(Detection examples)
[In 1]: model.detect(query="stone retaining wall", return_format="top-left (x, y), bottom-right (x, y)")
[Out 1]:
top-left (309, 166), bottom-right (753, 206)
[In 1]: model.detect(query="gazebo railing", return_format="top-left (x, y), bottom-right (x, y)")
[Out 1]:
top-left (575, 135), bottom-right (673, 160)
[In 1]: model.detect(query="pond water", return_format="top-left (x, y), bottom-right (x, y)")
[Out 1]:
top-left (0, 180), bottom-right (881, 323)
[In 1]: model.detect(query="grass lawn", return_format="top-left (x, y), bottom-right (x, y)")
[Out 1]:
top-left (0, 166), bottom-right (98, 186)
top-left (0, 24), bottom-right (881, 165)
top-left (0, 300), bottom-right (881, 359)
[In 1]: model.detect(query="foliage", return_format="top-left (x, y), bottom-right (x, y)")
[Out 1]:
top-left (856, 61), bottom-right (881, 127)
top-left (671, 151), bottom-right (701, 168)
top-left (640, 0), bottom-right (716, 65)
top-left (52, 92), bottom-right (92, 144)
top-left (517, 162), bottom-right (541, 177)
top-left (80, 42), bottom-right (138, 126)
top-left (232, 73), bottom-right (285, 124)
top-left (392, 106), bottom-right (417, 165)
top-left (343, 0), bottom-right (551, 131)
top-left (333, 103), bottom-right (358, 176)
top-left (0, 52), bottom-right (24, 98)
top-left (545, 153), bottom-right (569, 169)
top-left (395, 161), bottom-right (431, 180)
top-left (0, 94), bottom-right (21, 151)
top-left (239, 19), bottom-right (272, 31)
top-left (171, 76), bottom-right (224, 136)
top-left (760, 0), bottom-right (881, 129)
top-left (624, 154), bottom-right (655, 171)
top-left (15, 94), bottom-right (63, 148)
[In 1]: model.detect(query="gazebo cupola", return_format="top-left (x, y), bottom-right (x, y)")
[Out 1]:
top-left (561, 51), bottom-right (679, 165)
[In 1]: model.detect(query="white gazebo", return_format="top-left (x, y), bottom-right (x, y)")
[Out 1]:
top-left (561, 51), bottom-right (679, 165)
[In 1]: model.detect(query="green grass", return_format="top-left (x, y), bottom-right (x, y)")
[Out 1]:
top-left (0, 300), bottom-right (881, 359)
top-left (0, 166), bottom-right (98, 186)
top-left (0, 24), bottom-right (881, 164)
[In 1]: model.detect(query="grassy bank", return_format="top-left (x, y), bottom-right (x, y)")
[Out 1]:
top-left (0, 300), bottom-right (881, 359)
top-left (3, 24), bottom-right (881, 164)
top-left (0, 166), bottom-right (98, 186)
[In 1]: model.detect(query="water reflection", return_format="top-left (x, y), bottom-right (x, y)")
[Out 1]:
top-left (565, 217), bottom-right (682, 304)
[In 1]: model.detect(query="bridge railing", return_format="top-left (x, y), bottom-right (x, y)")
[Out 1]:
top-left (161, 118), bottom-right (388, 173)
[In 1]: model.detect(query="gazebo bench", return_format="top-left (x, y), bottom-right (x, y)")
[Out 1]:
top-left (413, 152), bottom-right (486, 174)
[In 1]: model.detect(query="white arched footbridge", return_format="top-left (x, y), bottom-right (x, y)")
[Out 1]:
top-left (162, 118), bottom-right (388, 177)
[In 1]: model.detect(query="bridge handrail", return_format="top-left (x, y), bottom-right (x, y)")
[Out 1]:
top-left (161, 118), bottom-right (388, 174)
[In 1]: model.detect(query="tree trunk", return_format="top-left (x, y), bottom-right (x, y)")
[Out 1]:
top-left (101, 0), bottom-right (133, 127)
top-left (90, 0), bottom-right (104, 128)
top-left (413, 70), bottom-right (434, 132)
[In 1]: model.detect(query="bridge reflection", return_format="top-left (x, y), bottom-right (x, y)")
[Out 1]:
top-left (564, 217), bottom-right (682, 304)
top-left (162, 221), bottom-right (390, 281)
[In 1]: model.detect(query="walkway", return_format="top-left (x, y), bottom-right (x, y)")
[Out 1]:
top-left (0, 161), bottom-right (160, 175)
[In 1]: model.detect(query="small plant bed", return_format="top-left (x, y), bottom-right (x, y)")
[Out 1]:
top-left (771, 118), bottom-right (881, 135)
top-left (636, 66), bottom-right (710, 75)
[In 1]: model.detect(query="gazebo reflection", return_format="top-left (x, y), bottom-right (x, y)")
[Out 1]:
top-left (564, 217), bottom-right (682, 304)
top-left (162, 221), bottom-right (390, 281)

GIVEN TASK >>
Please repeat all the records above exactly as they appear.

PROBLEM SOLUTION >>
[In 1]: model.detect(query="stone retaining wall", return_format="top-left (x, y), bottom-right (x, y)")
[Out 1]:
top-left (309, 166), bottom-right (753, 206)
[In 1]: model.detect(query="gazebo railing", return_format="top-left (x, y), bottom-right (x, y)")
[Out 1]:
top-left (575, 135), bottom-right (673, 160)
[In 1]: model.detect(query="pond water", return_format="top-left (x, y), bottom-right (x, y)")
[Out 1]:
top-left (0, 180), bottom-right (881, 323)
[In 1]: model.detect(query="grass lawn", return_format="top-left (x, y), bottom-right (x, y)")
[Out 1]:
top-left (0, 166), bottom-right (98, 186)
top-left (0, 24), bottom-right (881, 165)
top-left (0, 300), bottom-right (881, 359)
[In 1]: model.detect(query="foliage", return_format="top-left (x, y), bottom-right (x, y)")
[Out 1]:
top-left (856, 61), bottom-right (881, 127)
top-left (671, 151), bottom-right (701, 168)
top-left (640, 0), bottom-right (716, 65)
top-left (52, 92), bottom-right (92, 144)
top-left (517, 162), bottom-right (541, 177)
top-left (80, 42), bottom-right (138, 126)
top-left (232, 73), bottom-right (285, 124)
top-left (392, 106), bottom-right (417, 165)
top-left (343, 0), bottom-right (551, 131)
top-left (333, 103), bottom-right (358, 176)
top-left (0, 52), bottom-right (24, 98)
top-left (545, 153), bottom-right (569, 169)
top-left (395, 161), bottom-right (431, 180)
top-left (0, 94), bottom-right (21, 151)
top-left (239, 19), bottom-right (272, 31)
top-left (171, 76), bottom-right (224, 136)
top-left (760, 0), bottom-right (881, 129)
top-left (624, 154), bottom-right (655, 171)
top-left (15, 94), bottom-right (63, 148)
[In 1]: model.detect(query="gazebo cupola", return_format="top-left (x, y), bottom-right (x, y)")
[Out 1]:
top-left (561, 51), bottom-right (679, 165)
[In 1]: model.detect(query="white gazebo", return_format="top-left (x, y), bottom-right (x, y)")
[Out 1]:
top-left (561, 51), bottom-right (679, 165)
[In 1]: model.detect(query="green grass", return_format="top-left (x, y), bottom-right (x, y)")
[Out 1]:
top-left (0, 300), bottom-right (881, 359)
top-left (0, 166), bottom-right (98, 186)
top-left (0, 24), bottom-right (881, 164)
[In 1]: model.detect(query="grassy bank", return_format="top-left (x, y), bottom-right (x, y)")
[Out 1]:
top-left (0, 300), bottom-right (881, 359)
top-left (3, 24), bottom-right (881, 164)
top-left (0, 166), bottom-right (98, 186)
[In 1]: model.detect(query="water reflection", return_format="top-left (x, y), bottom-right (x, y)")
[Out 1]:
top-left (565, 217), bottom-right (682, 304)
[In 1]: model.detect(query="bridge railing", return_format="top-left (x, y), bottom-right (x, y)")
[Out 1]:
top-left (161, 118), bottom-right (388, 173)
[In 1]: model.detect(query="gazebo bench", return_format="top-left (x, y), bottom-right (x, y)")
[Out 1]:
top-left (413, 152), bottom-right (486, 174)
[In 1]: model.detect(query="white arched footbridge", return_format="top-left (x, y), bottom-right (x, y)")
[Out 1]:
top-left (162, 118), bottom-right (388, 177)
[In 1]: model.detect(query="bridge handrail", return_format="top-left (x, y), bottom-right (x, y)")
[Out 1]:
top-left (161, 118), bottom-right (388, 174)
[In 1]: model.detect(query="tree trunk", return_format="top-left (x, y), bottom-right (x, y)")
[Out 1]:
top-left (101, 0), bottom-right (133, 127)
top-left (90, 0), bottom-right (104, 128)
top-left (413, 70), bottom-right (434, 132)
[In 1]: model.detect(query="bridge reflection", return_format="top-left (x, y), bottom-right (x, y)")
[Out 1]:
top-left (564, 217), bottom-right (682, 304)
top-left (162, 221), bottom-right (390, 281)
[In 1]: model.detect(query="walkway", return_format="top-left (x, y), bottom-right (x, y)")
[Out 1]:
top-left (0, 161), bottom-right (160, 175)
[In 1]: model.detect(query="small plant bed", return_format="top-left (x, y), bottom-right (x, y)")
[Out 1]:
top-left (771, 118), bottom-right (881, 135)
top-left (636, 66), bottom-right (710, 75)
[In 1]: model.detect(query="gazebo reflection", return_format="top-left (x, y), bottom-right (x, y)")
[Out 1]:
top-left (564, 217), bottom-right (682, 304)
top-left (162, 221), bottom-right (390, 281)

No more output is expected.